Copy out all of the entries below word for word, leaving out the pictures.

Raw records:
········
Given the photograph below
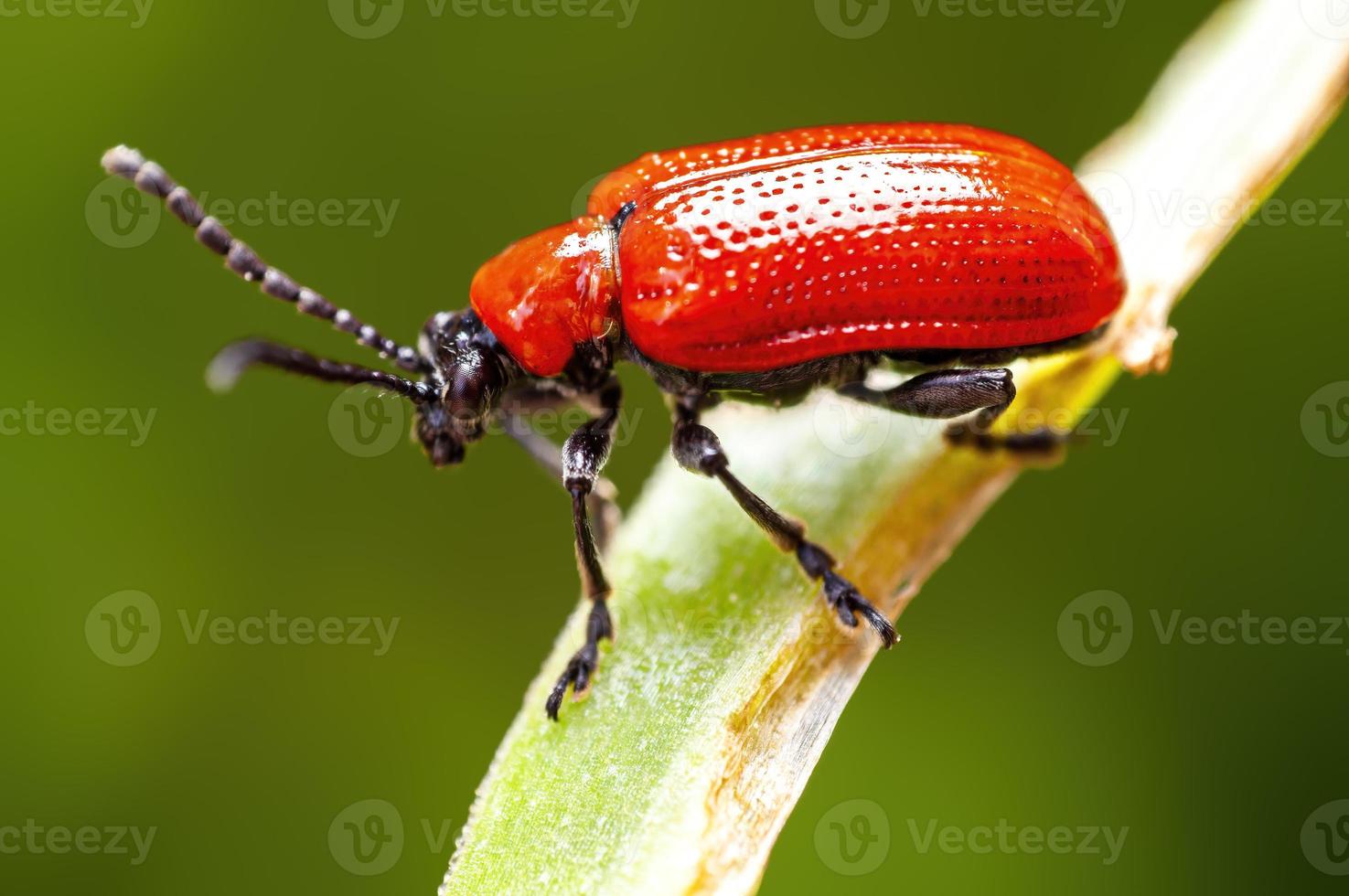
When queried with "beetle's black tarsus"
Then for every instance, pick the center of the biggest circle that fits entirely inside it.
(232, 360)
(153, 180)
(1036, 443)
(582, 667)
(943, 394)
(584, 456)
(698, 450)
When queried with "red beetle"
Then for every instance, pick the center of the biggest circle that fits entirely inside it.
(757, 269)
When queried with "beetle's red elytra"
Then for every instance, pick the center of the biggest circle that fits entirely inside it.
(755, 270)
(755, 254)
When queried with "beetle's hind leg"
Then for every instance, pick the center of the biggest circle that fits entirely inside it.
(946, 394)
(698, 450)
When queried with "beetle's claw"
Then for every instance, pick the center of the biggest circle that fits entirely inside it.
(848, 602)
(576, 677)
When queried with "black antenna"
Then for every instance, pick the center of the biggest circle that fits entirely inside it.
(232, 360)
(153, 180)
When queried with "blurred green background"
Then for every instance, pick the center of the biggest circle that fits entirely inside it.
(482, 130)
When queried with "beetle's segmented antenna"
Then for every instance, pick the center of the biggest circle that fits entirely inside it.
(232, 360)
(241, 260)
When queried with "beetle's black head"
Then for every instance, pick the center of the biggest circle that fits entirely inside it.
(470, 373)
········
Solution:
Given the photograph below
When queried with "beetle's black tarsus"
Then for every instance, pick the center of the biggest circle that fits entirely inside it.
(232, 360)
(153, 180)
(1036, 443)
(582, 667)
(943, 394)
(584, 456)
(698, 450)
When queried with "red beetle"
Then for every instance, pick the center of the biggest circle that fits entirely inside it.
(757, 269)
When queried with "beetle's red elytra"
Then for every instance, pick the center of the biggest circle that fits entirely inside it.
(755, 270)
(755, 254)
When queried with "beetle's hind leg"
Then for every instance, pick the center of the biggest circle that fits entirely inside it.
(946, 394)
(698, 450)
When queried with "beetle's claw"
Then for every instance, pick the center of the biggest circle that fits entirely inside it.
(848, 602)
(576, 677)
When queried with "black antenna"
Then for every instance, pick the center of the biggest circle that fits entirely inside it.
(232, 360)
(153, 180)
When queried with "blurred green background"
Then for every instance, pick the center of the biggest circle that fits entirely inside it.
(482, 130)
When queried with "beetle's segmented antenna"
Then for every instance, pick the center of the biggest circle that fits entirely inside it.
(232, 360)
(241, 260)
When queried with "beetle's black head"
Then for every instance, pick the center of the biggest circle that fits entirely inside it.
(470, 373)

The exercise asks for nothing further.